- Task list
a) According to the post on VC4CL, which GPU does the Raspberry Pi 4 use?
b) Reproduce the records with "outstretched arm" swapped for "extended arm" and everything else left unchanged. Leave the pictures out of the answer.

- Supplied passage
Playing with the VideoCore IV GPU on a Raspberry Pi Zero using VC4CL
Recently, I learned about VC4CL, an implementation of OpenCL on the VideoCore IV, the GPU on every Raspberry Pi (except the Pi 4, which uses the VideoCore VI). The press about it seemed to talk about how it’s been woefully underused in many projects, so I was naturally excited to use it myself. I was lately obsessed with making a fluid simulation toy, and I figured embedded GPGPU might be the answer.
I ended up picking the Raspberry Pi Zero for my project because it was small and cheap yet packing the same GPU, and I’m always attracted to running goliath things on David-like hardware.

- Supplied records
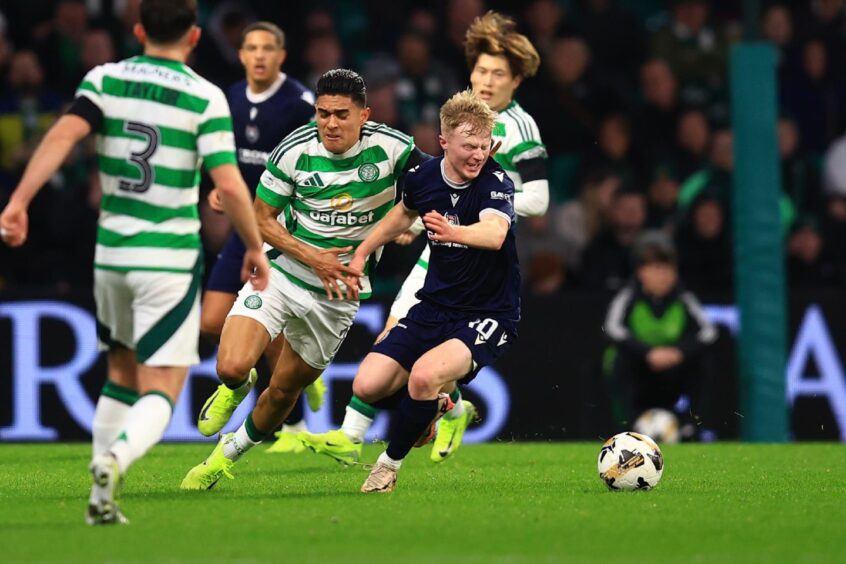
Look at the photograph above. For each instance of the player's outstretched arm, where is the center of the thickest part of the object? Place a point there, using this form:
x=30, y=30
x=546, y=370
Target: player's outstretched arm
x=235, y=200
x=325, y=262
x=45, y=161
x=488, y=233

- Answers to the exercise
a) The VideoCore VI.

b)
Look at the photograph above. For each instance of the player's extended arm, where is the center of the thickest part of the object? Place a point there, using this form:
x=30, y=30
x=546, y=370
Target: player's extended arm
x=235, y=200
x=325, y=262
x=45, y=161
x=488, y=233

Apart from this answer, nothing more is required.